* _WHAT IS ASKED_
The records that follow should be retyped word for word.

* _MATERIAL PROVIDED_
====

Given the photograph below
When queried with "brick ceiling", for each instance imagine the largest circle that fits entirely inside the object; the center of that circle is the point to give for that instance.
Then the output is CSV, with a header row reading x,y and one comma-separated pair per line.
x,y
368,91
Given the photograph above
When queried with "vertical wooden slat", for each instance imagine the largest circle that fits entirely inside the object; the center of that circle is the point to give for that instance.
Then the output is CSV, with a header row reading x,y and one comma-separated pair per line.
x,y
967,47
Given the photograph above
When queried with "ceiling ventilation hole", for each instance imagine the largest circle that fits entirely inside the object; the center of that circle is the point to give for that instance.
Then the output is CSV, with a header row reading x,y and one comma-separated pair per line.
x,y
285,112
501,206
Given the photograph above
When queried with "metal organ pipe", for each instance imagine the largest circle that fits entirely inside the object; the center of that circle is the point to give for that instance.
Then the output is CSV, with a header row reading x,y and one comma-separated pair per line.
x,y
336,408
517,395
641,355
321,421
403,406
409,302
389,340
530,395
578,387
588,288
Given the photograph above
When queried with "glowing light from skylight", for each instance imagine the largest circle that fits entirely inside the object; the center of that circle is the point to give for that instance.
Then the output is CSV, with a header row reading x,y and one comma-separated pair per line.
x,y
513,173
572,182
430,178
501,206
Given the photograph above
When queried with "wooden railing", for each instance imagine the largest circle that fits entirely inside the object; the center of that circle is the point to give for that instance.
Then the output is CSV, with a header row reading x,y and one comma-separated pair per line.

====

* _REPLY TO THE TASK_
Given the photograph below
When queried with "brick ceiling", for each instance imagine the largest circle that fits entirely inside the object; the center of that circle is the point to give for that instance.
Then the output is CSV, with a header row reading x,y and one comma-separated pair per line.
x,y
368,91
Given the photograph above
When queried with "vertical wooden slat", for each instance imagine the largest circle that fits entirely inside the object; the center of that circle is the point to give for that instance.
Then the output is CSV, with a header row reading x,y and one comma-separated pair per line.
x,y
967,47
Given the photograph above
When queried with "ceiling ventilation hole", for each instance imagine the largest circle that fits entirely inside the object; the center of that circle is the point to give for that instance.
Then the output is CSV, with a header row reading x,y and one comma-separated pair per line.
x,y
285,112
501,206
Given the photograph above
When queried with "metal organ pipe", for each instance imagine the largest circle that fits entirely inside the object; the center of that circle is the point to give for that instance.
Then the output is CSV, with a header row reading x,y and one comma-separated pair per line.
x,y
336,408
517,395
641,355
321,421
403,406
409,302
389,340
530,395
578,387
588,288
Given the photograph above
When queried with "glowing light from skylight", for each instance imagine the largest circle that fits entirely inside the object; the center of that circle is the point to give for that instance.
Then the output is CSV, with a header row reading x,y and one comma-separated pair per line.
x,y
513,173
572,182
430,178
501,206
Given the photograph above
When queried with "wooden railing", for each instance imagine the largest circle that fits entirely inside the object; the center of that circle is the point to give for that instance.
Then the output is CSV, with a header row reading x,y and one comma-separated pair per line.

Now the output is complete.